## Document text
# # # # # # #

Re: [PATCH][RFC] simpler __alloc_pages{_limit}

From: Mike Galbraith (mikeg@wen-online.de)
Date: Sat Aug 25 2001 - 14:53:53 EST


On Sat, 25 Aug 2001, Daniel Phillips wrote:

> On August 25, 2001 10:48 am, Mike Galbraith wrote:
> > I think the easiest way to handle high order allocations is to do _low_
> > volume background reclamation if high order allocations might fail. ie
> > put a little effort into keeping such allocations available, but don't
> > do massive effort. Cache tends to lose it's value over time, so dumping
> > small quantities over time shouldn't hurt.
>
> Ah, time. Please see below for an alternative way of looking at time.
>
> > This would also have the
> > benefit of scanning the inactive lists even when there's little activity
> > so that list information (page accessed _yesterday_?) won't get stale.
>
> It would probably improve the average performance somewhat. I'm looking at a

It makes the system smoother, but doesn't change throughput much. The
biggest effect is felt upon transition from idle launder/reclaim wise
to busy. There, it can prevent unpleasant suprises.

> more direct approach: if we have a shortage at order(m) then, then for each
> (free) member of order(m-1) look in mem_map for its buddy, and if it doesn't
> look too active, try to free it, thus moving the allocation unit up one
> order. Could you examine this idea please and check for obvious holes?

I don't know enough about the guts of the buddy. Someone with stars and
moons on his pointy hat suggested checking at reclaim time to see if a
page would buddy up.. sounds the same to me.

> > I think it's ~fine to reclaim for up to say order 2, but beyond that, it
> > doesn't have any up side that I can see.. only down.
>
> Yep.
>
> > btw, I wonder why we don't do memory_pressure [+-]= 1 << order.
>
> We should, at least the "memory_pressure += 1 << order" flavor. Patch?
>
> IMO the concept of memory pressure is bogus. Instead we should calculate the
> number of pages to scan directly from the number of pages consumed by
> alloc_pages and the probability that deactivated pages will be rescued. The
> latter statistic we can measure. We can control it, too, by controlling the
> length of the inactive queue. The shorter the inactive queue, the lower the
> probability a deactivated page will be rescued.

# # # # # # #

## Records provided

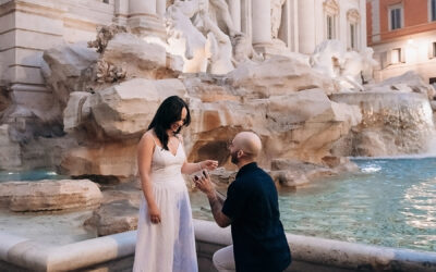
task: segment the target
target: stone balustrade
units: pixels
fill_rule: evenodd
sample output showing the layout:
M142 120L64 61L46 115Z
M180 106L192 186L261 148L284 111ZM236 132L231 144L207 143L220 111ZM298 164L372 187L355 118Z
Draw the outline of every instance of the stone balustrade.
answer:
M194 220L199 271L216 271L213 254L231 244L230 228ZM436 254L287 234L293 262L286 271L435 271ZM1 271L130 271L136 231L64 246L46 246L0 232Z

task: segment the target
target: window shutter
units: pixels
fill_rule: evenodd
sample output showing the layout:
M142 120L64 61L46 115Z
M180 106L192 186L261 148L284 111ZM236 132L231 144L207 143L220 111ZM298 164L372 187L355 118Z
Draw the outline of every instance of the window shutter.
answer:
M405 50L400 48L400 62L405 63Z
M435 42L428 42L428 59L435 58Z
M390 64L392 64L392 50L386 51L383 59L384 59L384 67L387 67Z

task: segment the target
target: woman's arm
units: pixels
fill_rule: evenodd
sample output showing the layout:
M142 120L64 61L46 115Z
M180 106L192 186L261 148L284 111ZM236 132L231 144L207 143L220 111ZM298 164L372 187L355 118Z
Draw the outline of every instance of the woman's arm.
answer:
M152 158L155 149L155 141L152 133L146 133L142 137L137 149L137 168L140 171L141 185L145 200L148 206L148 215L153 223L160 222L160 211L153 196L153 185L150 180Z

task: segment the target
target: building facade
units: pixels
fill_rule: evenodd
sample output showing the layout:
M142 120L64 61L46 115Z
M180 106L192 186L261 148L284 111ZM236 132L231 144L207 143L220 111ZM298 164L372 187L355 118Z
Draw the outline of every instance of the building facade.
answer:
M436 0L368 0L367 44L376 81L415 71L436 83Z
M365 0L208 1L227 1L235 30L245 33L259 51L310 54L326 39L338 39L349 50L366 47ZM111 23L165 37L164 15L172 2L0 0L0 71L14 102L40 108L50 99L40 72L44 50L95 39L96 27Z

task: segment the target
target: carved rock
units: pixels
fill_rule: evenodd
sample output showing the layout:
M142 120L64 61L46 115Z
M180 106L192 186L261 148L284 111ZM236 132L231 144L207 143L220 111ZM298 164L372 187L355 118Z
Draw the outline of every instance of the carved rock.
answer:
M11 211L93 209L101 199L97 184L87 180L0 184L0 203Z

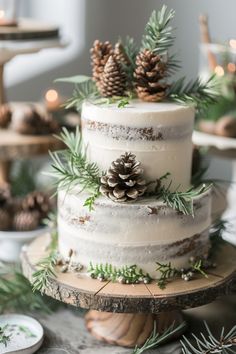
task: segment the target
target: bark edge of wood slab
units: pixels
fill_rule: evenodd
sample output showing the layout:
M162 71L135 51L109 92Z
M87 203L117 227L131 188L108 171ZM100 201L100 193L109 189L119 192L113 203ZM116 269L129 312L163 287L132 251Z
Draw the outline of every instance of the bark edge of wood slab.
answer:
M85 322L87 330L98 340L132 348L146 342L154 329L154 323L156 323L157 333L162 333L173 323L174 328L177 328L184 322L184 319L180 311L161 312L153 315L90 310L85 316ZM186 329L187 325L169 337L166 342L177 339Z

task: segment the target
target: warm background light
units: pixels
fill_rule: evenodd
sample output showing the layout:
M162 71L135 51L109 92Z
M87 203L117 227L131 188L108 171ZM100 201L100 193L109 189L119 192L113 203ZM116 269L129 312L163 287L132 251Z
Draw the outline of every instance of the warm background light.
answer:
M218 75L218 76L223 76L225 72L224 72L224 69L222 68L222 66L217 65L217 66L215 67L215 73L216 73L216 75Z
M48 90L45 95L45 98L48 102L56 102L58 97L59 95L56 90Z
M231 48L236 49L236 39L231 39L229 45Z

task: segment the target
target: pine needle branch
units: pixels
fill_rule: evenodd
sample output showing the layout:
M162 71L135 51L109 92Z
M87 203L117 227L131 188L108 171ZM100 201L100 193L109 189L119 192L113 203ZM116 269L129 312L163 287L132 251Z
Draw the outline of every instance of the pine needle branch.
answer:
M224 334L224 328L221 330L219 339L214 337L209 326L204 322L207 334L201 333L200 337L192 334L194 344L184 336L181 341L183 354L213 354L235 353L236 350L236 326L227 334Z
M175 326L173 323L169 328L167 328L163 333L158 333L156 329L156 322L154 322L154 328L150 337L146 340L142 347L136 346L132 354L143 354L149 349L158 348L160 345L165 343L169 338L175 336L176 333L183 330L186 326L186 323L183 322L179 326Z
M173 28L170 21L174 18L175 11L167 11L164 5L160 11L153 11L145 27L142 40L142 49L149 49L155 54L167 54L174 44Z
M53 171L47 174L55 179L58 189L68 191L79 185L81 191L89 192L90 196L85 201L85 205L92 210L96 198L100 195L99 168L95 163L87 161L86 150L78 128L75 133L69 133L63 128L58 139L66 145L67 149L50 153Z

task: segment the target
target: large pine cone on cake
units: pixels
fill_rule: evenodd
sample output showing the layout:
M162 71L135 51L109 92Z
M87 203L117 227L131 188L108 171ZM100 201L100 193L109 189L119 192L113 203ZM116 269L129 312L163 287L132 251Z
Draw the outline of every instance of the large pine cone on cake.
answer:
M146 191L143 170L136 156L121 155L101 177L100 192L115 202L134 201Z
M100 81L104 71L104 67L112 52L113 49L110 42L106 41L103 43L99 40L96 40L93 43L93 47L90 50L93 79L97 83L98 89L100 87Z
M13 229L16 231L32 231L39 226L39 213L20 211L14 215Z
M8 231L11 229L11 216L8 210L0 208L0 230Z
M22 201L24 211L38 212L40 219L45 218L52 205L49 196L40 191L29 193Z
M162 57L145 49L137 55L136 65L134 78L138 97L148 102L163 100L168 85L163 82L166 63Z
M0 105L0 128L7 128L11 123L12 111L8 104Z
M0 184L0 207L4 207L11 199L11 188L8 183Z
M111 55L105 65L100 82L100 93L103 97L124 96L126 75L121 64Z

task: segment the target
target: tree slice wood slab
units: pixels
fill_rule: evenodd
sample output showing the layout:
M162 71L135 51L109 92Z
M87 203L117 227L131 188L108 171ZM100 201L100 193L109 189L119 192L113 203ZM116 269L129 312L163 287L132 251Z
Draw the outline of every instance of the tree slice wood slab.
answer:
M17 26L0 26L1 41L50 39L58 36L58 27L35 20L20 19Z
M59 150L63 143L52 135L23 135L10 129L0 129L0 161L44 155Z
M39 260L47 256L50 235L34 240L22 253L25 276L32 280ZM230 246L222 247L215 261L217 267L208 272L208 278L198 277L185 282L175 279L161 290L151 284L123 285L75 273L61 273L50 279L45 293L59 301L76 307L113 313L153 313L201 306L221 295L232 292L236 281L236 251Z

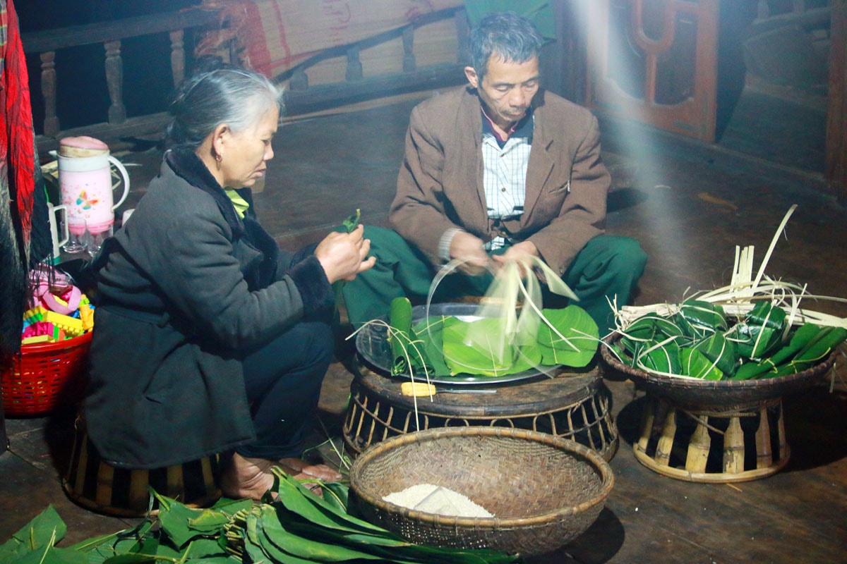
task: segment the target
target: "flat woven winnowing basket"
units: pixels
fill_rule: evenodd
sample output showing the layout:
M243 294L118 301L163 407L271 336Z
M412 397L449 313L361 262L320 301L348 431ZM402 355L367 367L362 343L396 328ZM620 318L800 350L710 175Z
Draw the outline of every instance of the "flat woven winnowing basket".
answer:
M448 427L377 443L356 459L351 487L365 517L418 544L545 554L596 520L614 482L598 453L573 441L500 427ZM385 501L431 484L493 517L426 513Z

# # # # # # #

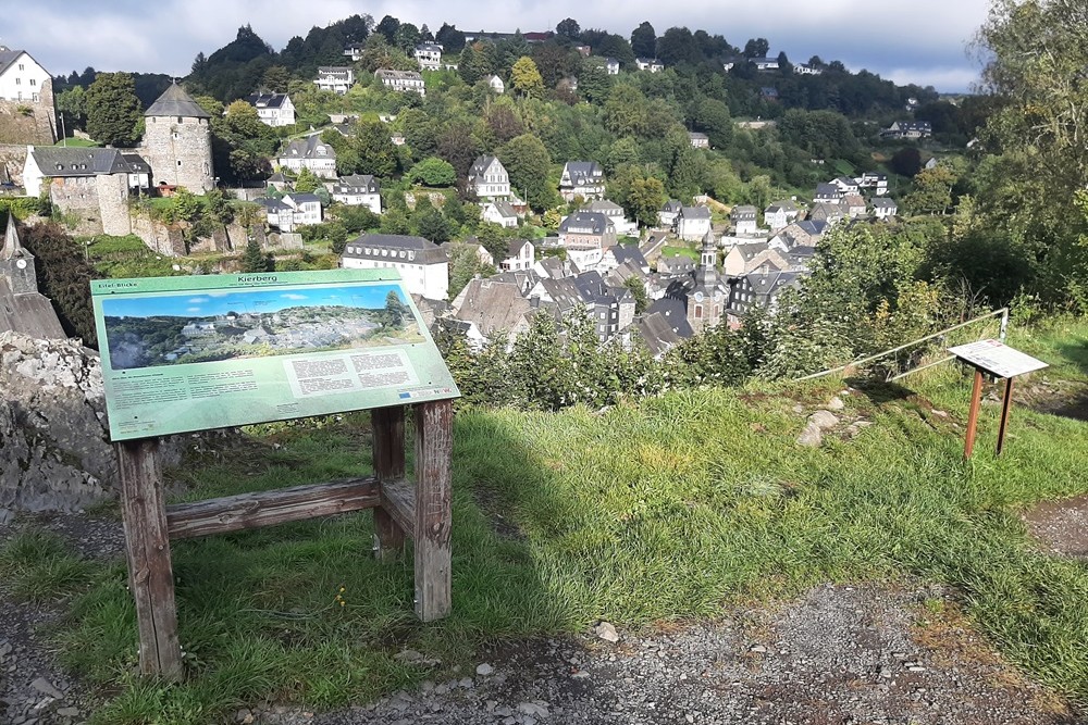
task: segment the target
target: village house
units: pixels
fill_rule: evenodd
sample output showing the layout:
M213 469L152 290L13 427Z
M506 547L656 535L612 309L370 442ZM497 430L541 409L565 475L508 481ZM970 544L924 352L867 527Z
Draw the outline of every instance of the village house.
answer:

# # # # # # #

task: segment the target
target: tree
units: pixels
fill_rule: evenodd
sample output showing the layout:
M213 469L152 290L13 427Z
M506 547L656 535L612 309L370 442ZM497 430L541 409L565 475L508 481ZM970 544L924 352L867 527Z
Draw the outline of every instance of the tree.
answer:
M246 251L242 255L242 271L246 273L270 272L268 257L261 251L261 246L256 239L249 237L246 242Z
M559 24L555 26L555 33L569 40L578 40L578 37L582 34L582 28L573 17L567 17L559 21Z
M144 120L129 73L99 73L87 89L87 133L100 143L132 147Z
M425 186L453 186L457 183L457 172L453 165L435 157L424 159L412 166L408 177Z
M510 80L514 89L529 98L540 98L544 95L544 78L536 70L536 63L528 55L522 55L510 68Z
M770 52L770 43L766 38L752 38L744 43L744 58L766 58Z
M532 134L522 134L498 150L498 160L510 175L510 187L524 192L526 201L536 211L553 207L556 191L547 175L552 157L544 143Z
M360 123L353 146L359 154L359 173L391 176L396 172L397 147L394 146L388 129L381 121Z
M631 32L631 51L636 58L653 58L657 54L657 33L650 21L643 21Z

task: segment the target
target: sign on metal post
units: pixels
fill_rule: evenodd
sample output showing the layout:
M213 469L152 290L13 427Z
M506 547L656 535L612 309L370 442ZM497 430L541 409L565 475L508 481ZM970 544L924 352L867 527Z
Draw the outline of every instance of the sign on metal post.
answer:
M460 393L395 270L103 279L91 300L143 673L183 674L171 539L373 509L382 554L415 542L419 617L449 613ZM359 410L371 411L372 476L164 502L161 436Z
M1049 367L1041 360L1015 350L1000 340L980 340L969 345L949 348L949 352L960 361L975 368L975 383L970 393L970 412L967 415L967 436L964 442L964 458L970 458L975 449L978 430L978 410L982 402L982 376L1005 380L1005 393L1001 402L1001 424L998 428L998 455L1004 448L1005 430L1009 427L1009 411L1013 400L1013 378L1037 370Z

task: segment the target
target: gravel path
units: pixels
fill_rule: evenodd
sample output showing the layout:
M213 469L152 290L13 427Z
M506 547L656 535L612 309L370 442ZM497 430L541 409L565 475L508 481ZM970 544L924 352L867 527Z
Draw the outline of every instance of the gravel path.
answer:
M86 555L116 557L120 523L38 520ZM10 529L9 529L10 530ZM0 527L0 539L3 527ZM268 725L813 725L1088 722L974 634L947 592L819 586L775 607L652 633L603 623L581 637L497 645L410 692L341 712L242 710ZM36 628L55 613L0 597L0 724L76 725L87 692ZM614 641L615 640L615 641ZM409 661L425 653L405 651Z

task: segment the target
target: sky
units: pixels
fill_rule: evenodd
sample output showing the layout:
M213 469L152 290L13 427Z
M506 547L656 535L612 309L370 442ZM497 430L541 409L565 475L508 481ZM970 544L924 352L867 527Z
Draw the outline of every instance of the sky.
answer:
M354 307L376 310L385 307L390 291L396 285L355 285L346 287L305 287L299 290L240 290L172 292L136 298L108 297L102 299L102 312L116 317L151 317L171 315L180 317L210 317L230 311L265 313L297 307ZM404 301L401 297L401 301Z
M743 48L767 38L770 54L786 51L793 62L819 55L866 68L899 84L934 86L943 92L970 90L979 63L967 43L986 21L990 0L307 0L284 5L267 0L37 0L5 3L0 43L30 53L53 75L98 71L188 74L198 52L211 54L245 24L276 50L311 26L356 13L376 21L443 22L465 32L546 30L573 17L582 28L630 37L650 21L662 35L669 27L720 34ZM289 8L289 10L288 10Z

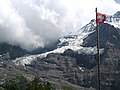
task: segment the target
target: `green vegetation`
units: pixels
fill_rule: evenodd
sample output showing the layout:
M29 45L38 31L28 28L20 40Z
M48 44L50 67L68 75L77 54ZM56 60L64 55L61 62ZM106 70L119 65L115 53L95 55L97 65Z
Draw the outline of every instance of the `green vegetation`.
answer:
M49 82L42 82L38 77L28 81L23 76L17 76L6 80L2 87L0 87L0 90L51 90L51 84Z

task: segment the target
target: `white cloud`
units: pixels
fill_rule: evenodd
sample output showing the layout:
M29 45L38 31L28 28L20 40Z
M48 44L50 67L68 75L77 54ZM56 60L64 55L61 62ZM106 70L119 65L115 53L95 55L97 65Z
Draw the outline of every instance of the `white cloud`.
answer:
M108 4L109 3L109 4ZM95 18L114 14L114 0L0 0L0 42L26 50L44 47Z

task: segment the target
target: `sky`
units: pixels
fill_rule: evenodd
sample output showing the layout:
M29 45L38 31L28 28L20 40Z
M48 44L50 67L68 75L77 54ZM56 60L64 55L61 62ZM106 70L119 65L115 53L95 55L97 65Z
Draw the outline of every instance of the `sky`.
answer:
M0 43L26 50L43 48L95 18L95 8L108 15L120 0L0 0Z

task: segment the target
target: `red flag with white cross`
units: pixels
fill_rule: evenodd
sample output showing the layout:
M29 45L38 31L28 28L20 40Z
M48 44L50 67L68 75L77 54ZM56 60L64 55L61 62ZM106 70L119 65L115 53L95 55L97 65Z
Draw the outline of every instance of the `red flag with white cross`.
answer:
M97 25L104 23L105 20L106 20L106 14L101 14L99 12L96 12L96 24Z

# # # # # # #

## Stated goal
Give again, word for word, everything in the memory allocation thread from "Re: [PATCH][RFC] simpler" down to "time shouldn't hurt.".

## Answer to the exercise
Re: [PATCH][RFC] simpler __alloc_pages{_limit}

From: Mike Galbraith (mikeg@wen-online.de)
Date: Sat Aug 25 2001 - 14:53:53 EST


On Sat, 25 Aug 2001, Daniel Phillips wrote:

> On August 25, 2001 10:48 am, Mike Galbraith wrote:
> > I think the easiest way to handle high order allocations is to do _low_
> > volume background reclamation if high order allocations might fail. ie
> > put a little effort into keeping such allocations available, but don't
> > do massive effort. Cache tends to lose it's value over time, so dumping
> > small quantities over time shouldn't hurt.